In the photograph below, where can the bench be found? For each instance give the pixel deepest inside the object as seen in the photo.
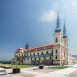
(3, 71)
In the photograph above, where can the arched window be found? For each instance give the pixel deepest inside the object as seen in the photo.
(34, 54)
(56, 40)
(56, 51)
(64, 53)
(55, 57)
(44, 58)
(52, 51)
(42, 53)
(50, 57)
(47, 52)
(38, 53)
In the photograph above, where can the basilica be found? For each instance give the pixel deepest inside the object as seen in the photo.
(55, 53)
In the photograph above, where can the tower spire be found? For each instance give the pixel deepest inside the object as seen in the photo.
(58, 24)
(64, 31)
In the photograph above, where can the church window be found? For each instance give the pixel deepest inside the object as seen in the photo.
(19, 54)
(55, 57)
(22, 54)
(56, 51)
(64, 53)
(34, 54)
(42, 53)
(27, 55)
(52, 51)
(38, 53)
(56, 40)
(44, 58)
(46, 52)
(50, 57)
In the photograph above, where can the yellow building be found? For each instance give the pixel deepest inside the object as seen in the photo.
(55, 53)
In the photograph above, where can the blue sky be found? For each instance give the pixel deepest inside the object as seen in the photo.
(34, 22)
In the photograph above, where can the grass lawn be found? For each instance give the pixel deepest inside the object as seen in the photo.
(19, 66)
(59, 67)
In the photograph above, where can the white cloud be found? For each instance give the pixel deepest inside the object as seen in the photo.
(73, 4)
(65, 5)
(48, 16)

*INSTRUÇÕES DO EXERCÍCIO*
Converta todos os itens acima em um CSV de duas colunas, "enunciado" e "resposta", com uma linha para cada item contendo o texto do enunciado e sua resposta, cada um em um único campo entre aspas e com as quebras de linha trocadas por espaços. Deixe as imagens de fora.

*RESPOSTA*
enunciado,resposta
"In the photograph below, where can the bench be found? For each instance give the pixel deepest inside the object as seen in the photo.","(3, 71)"
"In the photograph above, where can the arched window be found? For each instance give the pixel deepest inside the object as seen in the photo.","(34, 54) (56, 40) (56, 51) (64, 53) (55, 57) (44, 58) (52, 51) (42, 53) (50, 57) (47, 52) (38, 53)"
"In the photograph above, where can the basilica be found? For each instance give the pixel deepest inside the object as seen in the photo.","(55, 53)"
"In the photograph above, where can the tower spire be found? For each instance give the pixel deepest inside the object as seen in the photo.","(58, 24) (64, 31)"
"In the photograph above, where can the church window be found? For each instance give the pixel deepest inside the object as seen in the photo.","(19, 54) (55, 57) (22, 54) (56, 51) (64, 53) (34, 54) (42, 53) (27, 55) (52, 51) (38, 53) (56, 40) (44, 58) (46, 52) (50, 57)"
"In the photograph above, where can the yellow building be found? For each instance give the pixel deepest inside the object as seen in the photo.","(55, 53)"
"In the photograph above, where can the blue sky be found? For each instance give the pixel deepest inside the object as seen in the photo.","(34, 22)"
"In the photograph above, where can the grass lawn be found? For each instance give the pixel deepest inside the object as seen in the photo.","(19, 66) (59, 67)"
"In the photograph above, where can the white cloud be found? For each instance give the pixel deepest inside the object as seen in the photo.","(73, 4) (65, 5) (48, 16)"